前言
在前面的章节中Hadoop Shell 命令 与 WordCount. 我们介绍了经常使用的HDFS经常使用的Shell命令. 本章我们讲解下 Hadoop的HDFS Java API.
本文相关代码, 可在我的Github项目 https://github.com/SeanYanxml/bigdata/ 目录下可以找到. PS: (如果觉得项目不错, 可以给我一个Star.)
正文 - 简单示例(上传/下载)
- Pom.xml(导入需要的Jar包)
使用Java操作HDFS之前, 我们需要先导入相应的Jar包. 如果你使用过Maven, 那么操作将会非常简单. (如果你没有使用过Maven, 那么手动将HadoopClient依赖的包下载到本地, 然后导入.) 注意, Jar包版本尽量要高于你Hadoop
安装的版本.
<project xmlns="http://maven.apache.org/POM/4.0.0" xmlns:xsi="http://www.w3.org/2001/XMLSchema-instance"
xsi:schemaLocation="http://maven.apache.org/POM/4.0.0 http://maven.apache.org/xsd/maven-4.0.0.xsd">
<modelVersion>4.0.0</modelVersion>
<parent>
<groupId>com.yanxml</groupId>
<artifactId>bigdata</artifactId>
<version>0.0.1-SNAPSHOT</version>
</parent>
<artifactId>hadoop</artifactId>
<dependencies>
<!-- https://mvnrepository.com/artifact/org.apache.hadoop/hadoop-client -->
<dependency>
<groupId>org.apache.hadoop</groupId>
<artifactId>hadoop-client</artifactId>
<version>2.7.5</version>
</dependency>
<!-- https://mvnrepository.com/artifact/junit/junit -->
<dependency>
<groupId>junit</groupId>
<artifactId>junit</artifactId>
<version>4.12</version>
<scope>test</scope>
</dependency>
</dependencies>
</project>
- HdfsClientDemo.java
下方的例子中主要包括3个部分.(1. 获取FS 2. 上传 3. 下载)

数据清单 →
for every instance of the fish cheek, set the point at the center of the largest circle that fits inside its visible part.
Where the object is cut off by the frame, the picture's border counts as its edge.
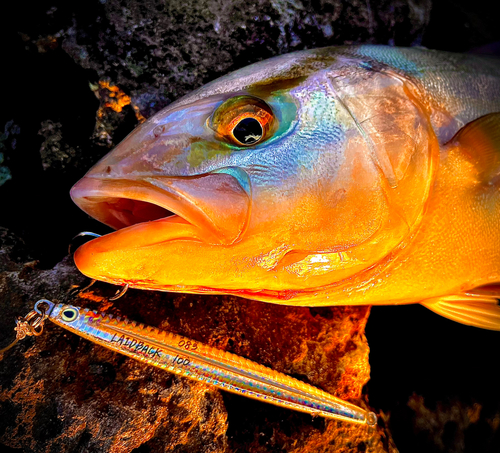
(202, 151)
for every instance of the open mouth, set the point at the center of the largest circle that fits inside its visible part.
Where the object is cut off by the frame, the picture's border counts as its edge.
(215, 204)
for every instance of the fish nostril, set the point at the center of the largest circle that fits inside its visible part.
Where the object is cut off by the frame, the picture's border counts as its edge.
(158, 130)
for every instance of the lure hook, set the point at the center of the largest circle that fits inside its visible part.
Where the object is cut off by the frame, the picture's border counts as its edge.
(83, 233)
(29, 325)
(120, 292)
(77, 289)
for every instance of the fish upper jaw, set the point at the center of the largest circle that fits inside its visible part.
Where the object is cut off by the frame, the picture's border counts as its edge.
(215, 205)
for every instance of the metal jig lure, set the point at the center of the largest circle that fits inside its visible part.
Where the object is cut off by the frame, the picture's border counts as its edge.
(191, 359)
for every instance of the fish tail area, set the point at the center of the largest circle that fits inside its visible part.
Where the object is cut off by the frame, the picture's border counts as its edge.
(472, 308)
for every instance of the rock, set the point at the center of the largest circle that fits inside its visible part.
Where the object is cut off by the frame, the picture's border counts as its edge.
(60, 392)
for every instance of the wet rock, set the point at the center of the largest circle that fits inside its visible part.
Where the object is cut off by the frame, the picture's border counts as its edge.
(60, 392)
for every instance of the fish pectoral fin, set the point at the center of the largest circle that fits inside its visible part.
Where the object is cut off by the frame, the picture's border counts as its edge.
(480, 143)
(472, 309)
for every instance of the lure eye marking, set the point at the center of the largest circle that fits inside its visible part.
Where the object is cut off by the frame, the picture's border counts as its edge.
(69, 314)
(243, 121)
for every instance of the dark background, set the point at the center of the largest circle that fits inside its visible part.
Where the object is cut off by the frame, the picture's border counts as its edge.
(424, 368)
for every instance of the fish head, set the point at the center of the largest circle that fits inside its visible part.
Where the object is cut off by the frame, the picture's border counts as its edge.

练习任务 →
[1] 在讲 HDFS Java API 的阅读材料里，pom.xml 中 hadoop-client 依赖的版本号是多少？
[2] 讲 HDFS Java API 的阅读材料为什么要求先在 pom.xml 中导入 Jar 包？请用一到三句话说明。
[3] 请接着讲 HDFS Java API 的阅读材料最后一句往下续写。

练习结果 →
[1] 2.7.5

[2] 因为使用 Java 操作 HDFS 之前，必须先导入相应的 Jar 包。用 Maven 导入会非常简单；没用过 Maven 的话，就要手动把 HadoopClient 依赖的包下载到本地再导入。

[3]
package com.yanxml.bigdata.hadoop.hdfs.simple;
import java.io.IOException;
import java.net.URI;
import org.apache.hadoop.conf.Configuration;
import org.apache.hadoop.fs.FileSystem;
import org.apache.hadoop.fs.Path;
import org.junit.Before;
import org.junit.Test;
/**
* Hadoop HDFS 的Java API.
*
* 客户端去操作Hdfs时, 是有一个用户身份的
* 默认情况下, hdfs客户端API会从jvm中获取一个参数作为自己的身份, -DHADOOP_USER_NAME=hadoop
*
* 也可以咋构造客户端fs对象时, 通过参数传递进去.
* */
public class HdfsClientDemo {
FileSystem fs = null;
@Before
public void init(){
Configuration conf = new Configuration();
// conf.set("fs.defaultFS", "hdfs://localhost:9000");
// 拿到一个文件操作系统的客户端实例对象
try {
// fs = FileSystem.get(conf);
// 直接传入URL 与用户证明
fs = FileSystem.get(new URI("hdfs://localhost:9000"), conf, "Sean");
} catch (Exception e) {
e.printStackTrace();
}
}
// 测试上传
@Test
public void testUpload(){
try {
// Thread.sleep(1000000);
fs.copyFromLocalFile(new Path("/Users/Sean/Desktop/hello.sh"), new Path("/"+System.currentTimeMillis()));
} catch (IllegalArgumentException e) {
e.printStackTrace();
} catch (IOException e) {
e.printStackTrace();
}catch (Exception e) {
e.printStackTrace();
}finally {
try {
fs.close();
} catch (IOException e) {
e.printStackTrace();
}
}
}
// 测试下载
@Test
public void testDownLoad(){
try {
fs.copyToLocalFile(new Path("/hello2019.sh"), new Path("/Users/Sean/Desktop/"));
fs.close();
} catch (IllegalArgumentException e) {
e.printStackTrace();
} catch (IOException e) {
e.printStackTrace();
}
}
}
文件系统的使用类型.
- 配置用户
配置方法1 (JVM运行时传递)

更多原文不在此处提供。